* [Required task]: Transcribe verbatim every line from the line containing "Guideline: for each instance of the tree trunk, put" to the end of the entries, including both endpoints. Output nothing beyond those lines.

* [Location identification items]:
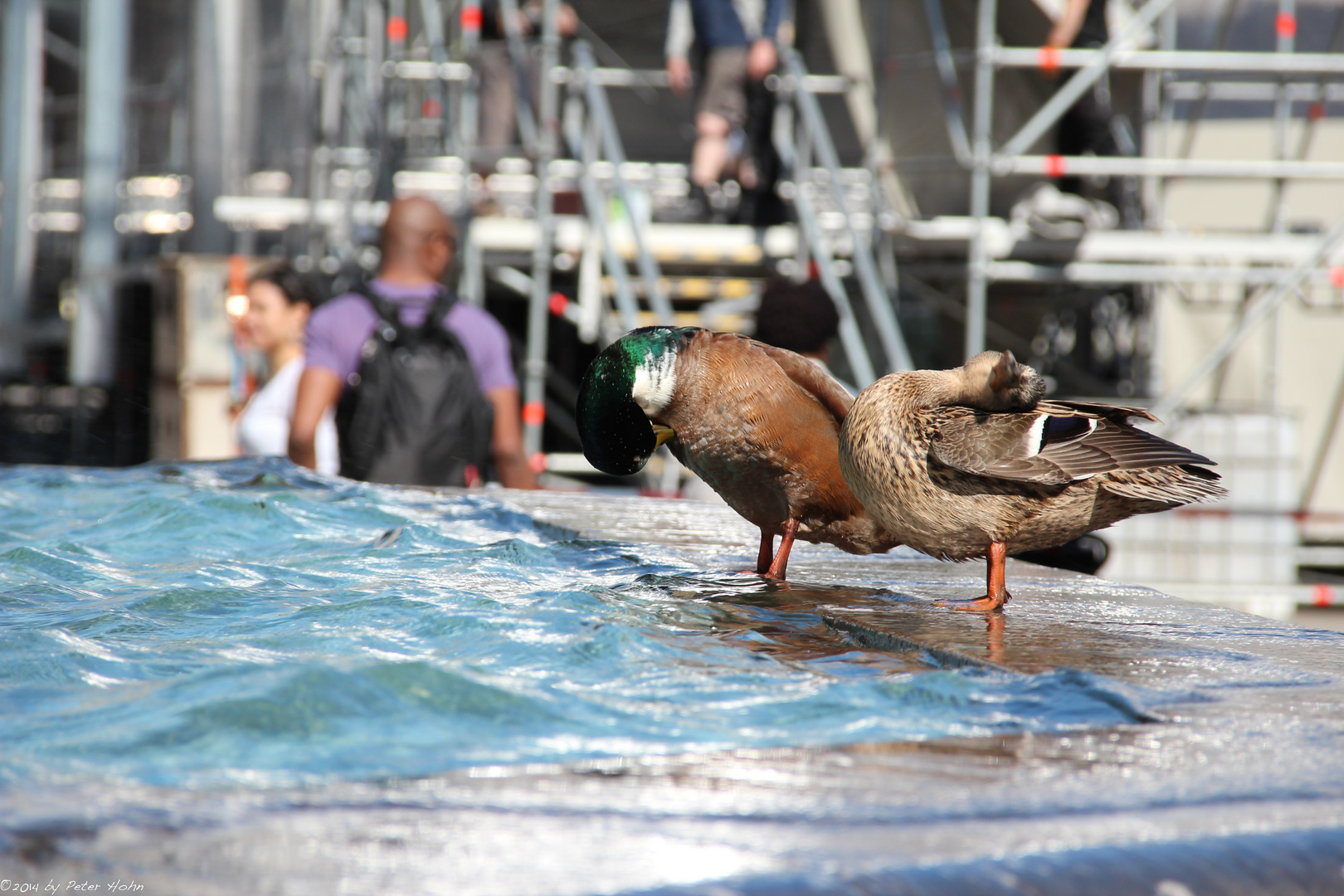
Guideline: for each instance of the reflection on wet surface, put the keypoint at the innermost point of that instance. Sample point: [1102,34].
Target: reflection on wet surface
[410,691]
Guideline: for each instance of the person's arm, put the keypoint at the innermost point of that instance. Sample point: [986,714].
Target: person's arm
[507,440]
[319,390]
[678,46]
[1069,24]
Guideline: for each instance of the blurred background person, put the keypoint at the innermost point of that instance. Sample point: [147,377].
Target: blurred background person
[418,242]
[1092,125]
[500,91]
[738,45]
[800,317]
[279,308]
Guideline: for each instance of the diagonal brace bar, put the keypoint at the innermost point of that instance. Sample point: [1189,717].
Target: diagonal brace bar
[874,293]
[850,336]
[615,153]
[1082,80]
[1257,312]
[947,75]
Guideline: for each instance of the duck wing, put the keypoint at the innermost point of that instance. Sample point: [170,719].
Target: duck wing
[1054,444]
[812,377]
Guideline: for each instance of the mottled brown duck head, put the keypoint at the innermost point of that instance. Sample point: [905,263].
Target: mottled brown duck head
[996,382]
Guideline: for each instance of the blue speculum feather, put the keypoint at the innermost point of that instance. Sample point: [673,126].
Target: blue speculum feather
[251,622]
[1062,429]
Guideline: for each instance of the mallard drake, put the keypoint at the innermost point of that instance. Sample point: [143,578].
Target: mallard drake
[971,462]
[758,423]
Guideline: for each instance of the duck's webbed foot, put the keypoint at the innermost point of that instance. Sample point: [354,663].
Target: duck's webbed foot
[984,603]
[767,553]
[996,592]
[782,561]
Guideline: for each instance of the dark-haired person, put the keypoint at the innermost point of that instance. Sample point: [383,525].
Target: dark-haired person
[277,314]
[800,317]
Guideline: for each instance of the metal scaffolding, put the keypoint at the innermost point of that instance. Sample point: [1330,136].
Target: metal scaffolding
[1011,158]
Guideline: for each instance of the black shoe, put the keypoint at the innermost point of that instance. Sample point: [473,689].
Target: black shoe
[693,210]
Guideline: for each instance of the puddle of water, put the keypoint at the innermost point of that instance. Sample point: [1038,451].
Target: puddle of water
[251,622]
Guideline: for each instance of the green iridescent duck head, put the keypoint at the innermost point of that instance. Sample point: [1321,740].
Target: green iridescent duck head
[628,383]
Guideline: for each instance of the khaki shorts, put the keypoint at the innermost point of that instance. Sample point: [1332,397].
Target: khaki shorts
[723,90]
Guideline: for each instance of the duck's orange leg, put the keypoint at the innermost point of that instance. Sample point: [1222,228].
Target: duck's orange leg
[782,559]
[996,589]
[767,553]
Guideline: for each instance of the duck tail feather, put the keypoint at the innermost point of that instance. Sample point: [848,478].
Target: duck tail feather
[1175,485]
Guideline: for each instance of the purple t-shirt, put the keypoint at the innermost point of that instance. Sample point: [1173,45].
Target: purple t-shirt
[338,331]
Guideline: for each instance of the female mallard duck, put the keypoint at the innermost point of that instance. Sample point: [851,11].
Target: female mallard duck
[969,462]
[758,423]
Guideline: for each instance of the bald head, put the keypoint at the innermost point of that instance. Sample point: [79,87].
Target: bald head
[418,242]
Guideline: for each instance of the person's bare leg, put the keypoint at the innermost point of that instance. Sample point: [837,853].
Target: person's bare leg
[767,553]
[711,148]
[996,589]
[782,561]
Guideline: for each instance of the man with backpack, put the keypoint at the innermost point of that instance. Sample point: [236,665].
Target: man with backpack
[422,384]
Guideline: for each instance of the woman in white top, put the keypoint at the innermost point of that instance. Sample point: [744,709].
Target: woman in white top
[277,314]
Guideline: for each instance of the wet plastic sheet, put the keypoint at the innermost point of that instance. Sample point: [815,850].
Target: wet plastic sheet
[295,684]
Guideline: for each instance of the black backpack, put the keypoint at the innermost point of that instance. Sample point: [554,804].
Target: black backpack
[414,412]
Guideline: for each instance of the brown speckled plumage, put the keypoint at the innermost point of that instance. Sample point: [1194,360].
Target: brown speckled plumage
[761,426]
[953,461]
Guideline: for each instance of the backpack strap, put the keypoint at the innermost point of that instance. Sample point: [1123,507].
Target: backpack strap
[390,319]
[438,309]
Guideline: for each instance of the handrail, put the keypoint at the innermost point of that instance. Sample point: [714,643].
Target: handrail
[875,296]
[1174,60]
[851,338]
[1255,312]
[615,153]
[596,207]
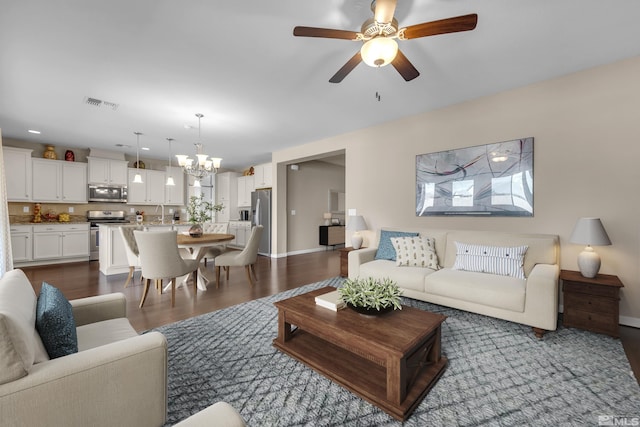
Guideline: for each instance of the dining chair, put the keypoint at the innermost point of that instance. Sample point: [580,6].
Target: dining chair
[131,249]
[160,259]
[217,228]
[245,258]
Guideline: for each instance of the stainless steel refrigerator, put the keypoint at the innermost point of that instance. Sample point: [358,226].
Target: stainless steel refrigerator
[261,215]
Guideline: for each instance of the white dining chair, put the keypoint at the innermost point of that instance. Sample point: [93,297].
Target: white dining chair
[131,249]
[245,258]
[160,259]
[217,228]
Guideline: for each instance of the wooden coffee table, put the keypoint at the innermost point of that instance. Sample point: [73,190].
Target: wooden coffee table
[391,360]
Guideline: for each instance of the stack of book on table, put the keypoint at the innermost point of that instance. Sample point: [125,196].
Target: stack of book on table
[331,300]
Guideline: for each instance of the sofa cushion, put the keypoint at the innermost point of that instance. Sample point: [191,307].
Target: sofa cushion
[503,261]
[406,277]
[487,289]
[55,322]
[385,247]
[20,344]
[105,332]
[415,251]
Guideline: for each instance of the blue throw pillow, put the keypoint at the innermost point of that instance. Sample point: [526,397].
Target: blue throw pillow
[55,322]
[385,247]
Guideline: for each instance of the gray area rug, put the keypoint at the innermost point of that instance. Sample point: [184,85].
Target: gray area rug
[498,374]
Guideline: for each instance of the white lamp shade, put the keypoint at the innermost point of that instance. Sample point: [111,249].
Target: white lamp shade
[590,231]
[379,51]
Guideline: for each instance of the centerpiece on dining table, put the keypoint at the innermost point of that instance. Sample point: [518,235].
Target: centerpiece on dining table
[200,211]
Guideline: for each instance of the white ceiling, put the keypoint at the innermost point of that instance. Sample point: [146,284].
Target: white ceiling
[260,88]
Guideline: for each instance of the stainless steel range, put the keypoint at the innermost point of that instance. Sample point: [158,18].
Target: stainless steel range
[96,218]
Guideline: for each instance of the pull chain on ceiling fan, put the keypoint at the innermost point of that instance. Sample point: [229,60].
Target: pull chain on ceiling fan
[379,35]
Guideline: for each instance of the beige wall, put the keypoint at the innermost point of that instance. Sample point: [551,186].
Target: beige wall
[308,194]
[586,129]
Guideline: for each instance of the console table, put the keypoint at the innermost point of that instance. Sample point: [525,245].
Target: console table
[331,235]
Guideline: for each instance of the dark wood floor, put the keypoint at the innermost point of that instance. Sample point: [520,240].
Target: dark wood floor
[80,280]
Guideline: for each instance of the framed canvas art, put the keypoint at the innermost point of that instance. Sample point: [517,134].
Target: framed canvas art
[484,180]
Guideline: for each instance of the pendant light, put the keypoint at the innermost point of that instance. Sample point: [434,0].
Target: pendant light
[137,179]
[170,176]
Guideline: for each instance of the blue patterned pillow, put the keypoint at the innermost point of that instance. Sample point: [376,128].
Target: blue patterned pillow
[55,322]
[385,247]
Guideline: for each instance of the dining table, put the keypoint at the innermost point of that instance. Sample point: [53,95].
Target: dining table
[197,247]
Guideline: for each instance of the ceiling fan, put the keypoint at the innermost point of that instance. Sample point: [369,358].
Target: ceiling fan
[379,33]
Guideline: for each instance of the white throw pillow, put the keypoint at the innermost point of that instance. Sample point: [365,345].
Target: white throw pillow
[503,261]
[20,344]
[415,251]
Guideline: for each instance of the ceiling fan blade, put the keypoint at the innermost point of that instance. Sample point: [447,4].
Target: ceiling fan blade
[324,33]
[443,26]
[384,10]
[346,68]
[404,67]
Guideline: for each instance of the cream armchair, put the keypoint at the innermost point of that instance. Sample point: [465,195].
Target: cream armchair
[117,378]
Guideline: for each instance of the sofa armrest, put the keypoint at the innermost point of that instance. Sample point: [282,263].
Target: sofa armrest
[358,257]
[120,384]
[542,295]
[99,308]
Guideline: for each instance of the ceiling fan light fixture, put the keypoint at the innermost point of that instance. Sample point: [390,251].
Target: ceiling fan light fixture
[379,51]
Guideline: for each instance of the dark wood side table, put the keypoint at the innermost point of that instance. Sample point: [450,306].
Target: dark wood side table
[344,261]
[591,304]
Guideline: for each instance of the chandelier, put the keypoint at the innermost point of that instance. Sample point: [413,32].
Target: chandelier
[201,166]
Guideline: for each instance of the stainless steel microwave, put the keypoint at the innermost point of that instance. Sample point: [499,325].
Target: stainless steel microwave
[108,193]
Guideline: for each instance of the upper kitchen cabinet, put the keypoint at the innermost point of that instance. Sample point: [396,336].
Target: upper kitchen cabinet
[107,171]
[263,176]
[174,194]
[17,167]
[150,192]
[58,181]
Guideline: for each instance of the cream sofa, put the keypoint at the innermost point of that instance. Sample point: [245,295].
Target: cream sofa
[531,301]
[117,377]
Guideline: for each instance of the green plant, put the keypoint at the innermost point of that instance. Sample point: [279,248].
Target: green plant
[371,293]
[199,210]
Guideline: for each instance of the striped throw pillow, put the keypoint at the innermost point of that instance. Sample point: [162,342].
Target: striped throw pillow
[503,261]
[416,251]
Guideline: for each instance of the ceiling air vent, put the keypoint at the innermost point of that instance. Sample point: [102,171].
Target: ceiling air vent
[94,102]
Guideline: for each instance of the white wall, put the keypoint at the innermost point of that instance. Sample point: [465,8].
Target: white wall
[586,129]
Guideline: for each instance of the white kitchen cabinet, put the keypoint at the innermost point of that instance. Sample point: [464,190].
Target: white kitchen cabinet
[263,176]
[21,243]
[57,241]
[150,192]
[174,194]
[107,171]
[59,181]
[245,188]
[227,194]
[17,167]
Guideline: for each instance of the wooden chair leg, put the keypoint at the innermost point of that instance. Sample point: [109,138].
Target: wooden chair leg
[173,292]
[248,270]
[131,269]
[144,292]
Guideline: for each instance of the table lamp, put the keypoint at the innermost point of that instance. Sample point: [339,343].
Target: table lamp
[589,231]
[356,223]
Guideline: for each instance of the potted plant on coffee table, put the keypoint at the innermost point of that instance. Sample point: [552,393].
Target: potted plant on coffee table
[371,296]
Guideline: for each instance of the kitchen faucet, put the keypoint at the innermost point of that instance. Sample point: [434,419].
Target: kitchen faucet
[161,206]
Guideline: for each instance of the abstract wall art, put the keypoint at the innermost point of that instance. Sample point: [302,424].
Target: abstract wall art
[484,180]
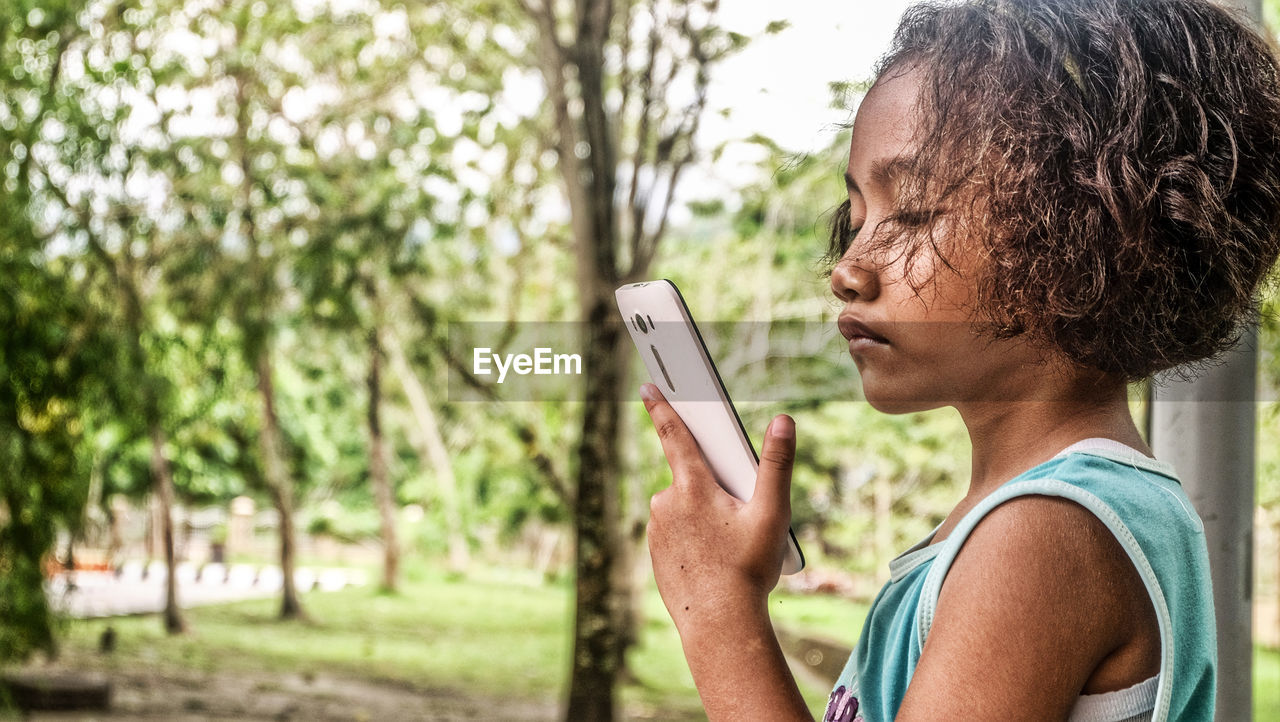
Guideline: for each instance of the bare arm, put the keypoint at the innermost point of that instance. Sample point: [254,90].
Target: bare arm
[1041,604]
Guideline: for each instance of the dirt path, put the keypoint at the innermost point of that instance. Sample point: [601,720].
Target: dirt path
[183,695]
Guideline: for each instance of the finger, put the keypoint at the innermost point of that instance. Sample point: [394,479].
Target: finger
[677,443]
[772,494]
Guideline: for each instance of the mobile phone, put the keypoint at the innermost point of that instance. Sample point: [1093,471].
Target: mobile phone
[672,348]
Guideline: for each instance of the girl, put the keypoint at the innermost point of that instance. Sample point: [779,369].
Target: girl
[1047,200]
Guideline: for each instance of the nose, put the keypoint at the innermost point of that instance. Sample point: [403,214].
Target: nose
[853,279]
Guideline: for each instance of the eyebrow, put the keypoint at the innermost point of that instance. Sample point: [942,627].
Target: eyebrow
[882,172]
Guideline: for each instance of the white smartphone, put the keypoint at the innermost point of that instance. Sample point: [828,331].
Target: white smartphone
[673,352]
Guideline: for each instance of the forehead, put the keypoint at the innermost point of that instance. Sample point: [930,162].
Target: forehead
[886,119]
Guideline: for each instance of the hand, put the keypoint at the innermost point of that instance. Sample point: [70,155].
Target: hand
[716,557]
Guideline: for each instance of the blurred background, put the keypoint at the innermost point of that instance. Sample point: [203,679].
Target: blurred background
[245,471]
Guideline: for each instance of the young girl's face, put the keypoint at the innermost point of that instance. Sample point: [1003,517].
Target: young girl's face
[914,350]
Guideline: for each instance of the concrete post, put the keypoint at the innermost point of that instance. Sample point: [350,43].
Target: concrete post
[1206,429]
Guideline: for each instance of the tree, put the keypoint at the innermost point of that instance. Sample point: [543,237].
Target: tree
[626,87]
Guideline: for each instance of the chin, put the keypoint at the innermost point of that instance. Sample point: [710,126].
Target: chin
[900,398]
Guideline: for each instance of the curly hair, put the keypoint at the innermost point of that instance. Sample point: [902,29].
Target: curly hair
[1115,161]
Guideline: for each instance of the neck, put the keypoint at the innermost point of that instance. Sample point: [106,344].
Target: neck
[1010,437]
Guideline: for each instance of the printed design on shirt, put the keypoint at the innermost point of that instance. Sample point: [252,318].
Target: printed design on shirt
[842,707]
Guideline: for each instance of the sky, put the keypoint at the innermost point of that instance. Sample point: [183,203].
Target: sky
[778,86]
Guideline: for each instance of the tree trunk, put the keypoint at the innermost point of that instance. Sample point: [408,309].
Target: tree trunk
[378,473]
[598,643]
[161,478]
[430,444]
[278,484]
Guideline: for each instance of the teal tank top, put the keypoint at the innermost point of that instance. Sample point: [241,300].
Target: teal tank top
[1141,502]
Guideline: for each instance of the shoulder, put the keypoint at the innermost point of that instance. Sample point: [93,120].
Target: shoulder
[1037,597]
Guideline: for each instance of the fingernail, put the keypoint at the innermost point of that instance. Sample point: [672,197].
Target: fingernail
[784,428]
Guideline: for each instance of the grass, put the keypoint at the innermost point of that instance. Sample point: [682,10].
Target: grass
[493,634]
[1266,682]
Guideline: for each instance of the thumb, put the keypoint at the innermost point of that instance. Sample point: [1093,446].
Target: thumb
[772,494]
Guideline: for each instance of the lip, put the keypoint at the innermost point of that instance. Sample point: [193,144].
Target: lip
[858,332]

* [Problem solution]:
Guideline: for each instance of the tree trunk, put the keypoint at the innermost point of that instance. Sample point: [408,309].
Target: tree trunk
[378,473]
[598,643]
[161,478]
[430,444]
[278,484]
Guideline: for each instance of the teal tank top, put the keypoint at the innermost point of that instance. Sample point: [241,300].
Target: teal tank top
[1141,502]
Guideline: for each instance of the shoulder, put the keypoint at the innermost point of that instance. Sample point: [93,120].
Target: shoulder
[1037,597]
Guideline: for each instance of the fingernail, put the keypoint at the innermost point of that instance. Sample point: [672,197].
Target: fingernail
[784,428]
Guideline: for each instance of the grass, put the keypoint at the innermost point of that instance. Sample point: [682,10].
Target: grass
[493,634]
[1266,682]
Guideline: for each instance of the thumb, put the keypoint at the innermost point of that instance. Sample point: [1093,446].
Target: thumb
[772,494]
Guideline: for each instance of the lip, put the keypoint at the innermost point of that instance. Sample point: [193,144].
Target: lip
[858,332]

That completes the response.